##### Source document

NOTES TO CONSOLIDATED FINANCIAL STATEMENTS
_ _ _ _ _ _ _ _ _ _ _ _ _ _ _ _ _ _ _ _ _ _ _ _ _ _ _ _ _ _ _ _ _ _ _ _ _
November 30, 2002 and 2001
(1) Summary of significant accounting policies
Cost of revenues include all direct and indirect costs, attributable to the respective components of revenues. Direct costs include the cost of merchandise sold, labor, and certain other related costs. Indirect costs include the cost of insurance, depreciation, supplies and other labor cost related to the performance and completion of funeral services.
Prearranged funeral activities - Through Hosoi Life Plan, Inc. (HLP), its wholly-owned subsidiary, the Company sells price guaranteed prearranged funeral contracts for future funeral services at prices prevailing at the time the agreements are signed. Of the payments received under these contracts, 70% is placed into trust accounts pursuant to applicable law, which together with accumulated realized trust earnings are intended to cover the future cost of providing price guaranteed funeral services. The remaining 30% is retained by HLP to cover its operational costs and is non-refundable.
Customer receivables and amounts due from trust funds, including accumulated realized trust earnings relating to funeral services yet to be provided under prearranged funeral contracts is reported in the consolidated balance sheet as Prearranged funeral contract asset. A corresponding liability is recorded and revenues are recognized at such time that the funeral services are performed.
Incremental and direct costs incurred by HLP relating to the sale of prearranged funeral contracts are deferred and charged to expense as prearranged funeral contract revenues are recognized. Such costs includes commissions and certain other direct selling costs that vary with and are primarily related to the acquisition of new prearranged funeral contracts and is reported as Deferred acquisition costs in the consolidated balance sheet. Also, see Note (2) regarding GLP's accounting policies for its prearranged funeral activities.
Comprehensive income - Unrealized gains and losses on securities available-for-sale are included in other comprehensive income.

##########
##### Data section

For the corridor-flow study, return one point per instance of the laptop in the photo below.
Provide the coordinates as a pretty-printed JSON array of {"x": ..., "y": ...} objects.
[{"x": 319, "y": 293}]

##########

Repeat the part of the financial statement notes starting with "Prearranged funeral activities - Through" and going on through "and is non-refundable.". The listing has no role here.

**Written solution:**
Prearranged funeral activities - Through Hosoi Life Plan, Inc. (HLP), its wholly-owned subsidiary, the Company sells price guaranteed prearranged funeral contracts for future funeral services at prices prevailing at the time the agreements are signed. Of the payments received under these contracts, 70% is placed into trust accounts pursuant to applicable law, which together with accumulated realized trust earnings are intended to cover the future cost of providing price guaranteed funeral services. The remaining 30% is retained by HLP to cover its operational costs and is non-refundable.